• **EXCERPT PROVIDED**:
Facebook Twitter Instagram Youtube Tumblr

Live and On Film: The Love Song of R. Buckminster Fuller

Oscar-nominated filmmaker Sam Green and indie rock legends Yo La Tengo brought their "live documentary" on the life and work of Buckminster Fuller to Boston for two performances at the ICA on Saturday, October 20. Similar to Green's earlier Utopia in Four Movements, The Love Song of R. Buckminster Fuller features live narration over a collection of projected archival images/footage and new filmed interviews, all backed by live musical accompaniment from Yo La Tengo.

Originally commissioned by SFMOMA as part of their spring 2012 exhibit The Utopian Impulse: Buckminster Fuller and the Bay Area, the documentary is made up of what Green described in a post-performance Q&A as "about ten sections" that he can swap in and out for different performances. In this way, he's able to highlight Fuller connections in cities that have them, and the performances stay fresh from night to night.

The overall effect of Green's genial narration and the live music (written specifically for this film) is lively, endearing, and surprisingly dramatic at times, considering the subject is an eccentric architect and philosopher who dreamed of solving the world's homelessness and hunger problems through design. Asked by a teacher in the audience whether he has plans to release video of a performance, Green stated that it's really the kind of thing you have to experience live, and he's right -- filming it would flatten it out and fix it in time in a way that feels entirely counter to the nuances, textures and fluid energy that make it work so well live.

• **RECORDS SHOWN**:

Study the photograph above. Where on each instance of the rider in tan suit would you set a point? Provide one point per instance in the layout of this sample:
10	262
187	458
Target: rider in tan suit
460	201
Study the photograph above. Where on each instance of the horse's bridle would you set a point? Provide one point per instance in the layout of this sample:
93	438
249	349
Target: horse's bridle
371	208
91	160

• **DESCRIPTION OF THE TASK**:
Reproduce the text about the Buckminster Fuller live documentary from "The overall effect" up to and including "so well live.". The records have nothing to do with what's asked here.

• **TASK OUTPUT**:
The overall effect of Green's genial narration and the live music (written specifically for this film) is lively, endearing, and surprisingly dramatic at times, considering the subject is an eccentric architect and philosopher who dreamed of solving the world's homelessness and hunger problems through design. Asked by a teacher in the audience whether he has plans to release video of a performance, Green stated that it's really the kind of thing you have to experience live, and he's right -- filming it would flatten it out and fix it in time in a way that feels entirely counter to the nuances, textures and fluid energy that make it work so well live.